### Document passage
(Press-News.org) Many seabirds in the Northern Hemisphere are struggling to breed -- and in the Southern Hemisphere, they may not be far behind. These are the conclusions of a study, published May 28 in Science, analyzing more than 50 years of breeding records for 67 seabird species worldwide.
The international team of scientists -- led by William Sydeman at the Farallon Institute in California -- discovered that reproductive success decreased in the past half century for fish-eating seabirds north of the equator. The Northern Hemisphere has suffered greater impacts from human-caused climate change and other human activities, like overfishing.
Seabirds include albatrosses, puffins, murres, penguins and other birds. Whether they soar or swim, all seabirds are adapted to feed in and live near ocean waters. Many scientists view seabirds as sentinels of habitat health because their lives and well-being depend on sound conditions both on land and at sea, said co-author P. Dee Boersma, a University of Washington professor of biology and director of the Center for Ecosystem Sentinels.
"Seabirds travel long distances -- some going from one hemisphere to the other -- chasing their food in the ocean," said Boersma. "This makes them very sensitive to changes in things like ocean productivity, often over a large area."

### Dataset entries

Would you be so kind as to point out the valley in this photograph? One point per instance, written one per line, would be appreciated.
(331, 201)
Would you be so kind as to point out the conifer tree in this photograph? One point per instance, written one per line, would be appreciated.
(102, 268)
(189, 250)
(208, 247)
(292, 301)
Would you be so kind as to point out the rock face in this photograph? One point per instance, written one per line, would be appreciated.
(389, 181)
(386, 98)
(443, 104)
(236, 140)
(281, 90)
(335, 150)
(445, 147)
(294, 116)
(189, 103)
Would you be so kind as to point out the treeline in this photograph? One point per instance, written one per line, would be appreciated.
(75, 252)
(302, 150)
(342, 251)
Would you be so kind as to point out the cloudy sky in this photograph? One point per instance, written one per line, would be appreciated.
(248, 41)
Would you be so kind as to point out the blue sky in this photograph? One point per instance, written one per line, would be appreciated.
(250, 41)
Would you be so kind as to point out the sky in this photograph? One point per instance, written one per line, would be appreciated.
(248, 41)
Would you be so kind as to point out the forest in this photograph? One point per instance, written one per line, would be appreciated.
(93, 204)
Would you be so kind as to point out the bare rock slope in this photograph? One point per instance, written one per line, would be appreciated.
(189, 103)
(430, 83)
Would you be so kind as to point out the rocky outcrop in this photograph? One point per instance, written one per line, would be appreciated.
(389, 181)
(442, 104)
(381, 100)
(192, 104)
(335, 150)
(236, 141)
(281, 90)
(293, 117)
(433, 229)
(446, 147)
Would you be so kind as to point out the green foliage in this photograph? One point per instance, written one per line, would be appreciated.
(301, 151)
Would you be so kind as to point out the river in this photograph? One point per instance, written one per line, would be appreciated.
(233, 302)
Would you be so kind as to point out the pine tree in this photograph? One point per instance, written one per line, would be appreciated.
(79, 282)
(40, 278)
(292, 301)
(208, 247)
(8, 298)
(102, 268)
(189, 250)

### What the exercise asks
In the seabird article, who led the international team of scientists? Rely solely on the seabird article and disregard the listing.

### Response to the exercise
William Sydeman, of the Farallon Institute in California, led the team.